:: Instructions to follow ::
Go through the entries below and copy each line containing the word "like".

Excerpts from a dataset:
####################

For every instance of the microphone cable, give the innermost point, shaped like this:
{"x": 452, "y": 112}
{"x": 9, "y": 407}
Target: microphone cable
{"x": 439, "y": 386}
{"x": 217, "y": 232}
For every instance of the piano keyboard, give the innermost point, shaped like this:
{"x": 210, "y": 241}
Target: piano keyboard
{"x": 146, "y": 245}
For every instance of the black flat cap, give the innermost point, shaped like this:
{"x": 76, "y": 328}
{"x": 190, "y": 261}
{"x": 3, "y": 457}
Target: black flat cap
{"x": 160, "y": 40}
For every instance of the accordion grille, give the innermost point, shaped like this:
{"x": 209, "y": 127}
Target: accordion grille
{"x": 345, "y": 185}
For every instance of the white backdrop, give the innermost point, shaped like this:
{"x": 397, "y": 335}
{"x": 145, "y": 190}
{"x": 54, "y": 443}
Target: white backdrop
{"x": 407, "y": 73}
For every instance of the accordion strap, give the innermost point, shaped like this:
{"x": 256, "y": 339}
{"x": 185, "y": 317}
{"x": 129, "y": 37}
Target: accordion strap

####################

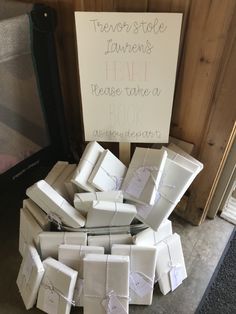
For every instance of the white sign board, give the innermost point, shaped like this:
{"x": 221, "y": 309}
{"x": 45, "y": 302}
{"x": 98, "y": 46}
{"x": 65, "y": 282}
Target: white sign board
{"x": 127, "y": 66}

####################

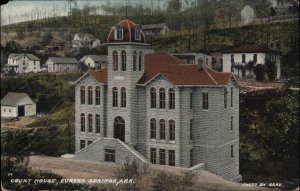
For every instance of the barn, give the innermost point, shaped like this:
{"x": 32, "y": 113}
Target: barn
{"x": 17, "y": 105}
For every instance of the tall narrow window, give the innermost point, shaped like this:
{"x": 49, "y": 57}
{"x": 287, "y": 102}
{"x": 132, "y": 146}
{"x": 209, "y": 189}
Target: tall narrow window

####################

:: Output of the exercise ::
For every instance of the microphone cable, give the innermost point, shaped like this:
For every instance of the piano keyboard, give the innermost point, shaped like this:
For every instance of the black flat cap, give the innermost point, shaped like this:
For every instance of the accordion grille, give the innermost point, shaped like this:
For every instance of the white backdrop, give the innermost point, shaped like this:
For every instance of the accordion strap, give the innermost point, shaped like this:
For every instance of the white sign board, give the innermost point, shaped like this:
For every instance of the barn, give the innermost point, shaped like this:
For every instance of the tall narrow window, give the innermost point, shaped like this:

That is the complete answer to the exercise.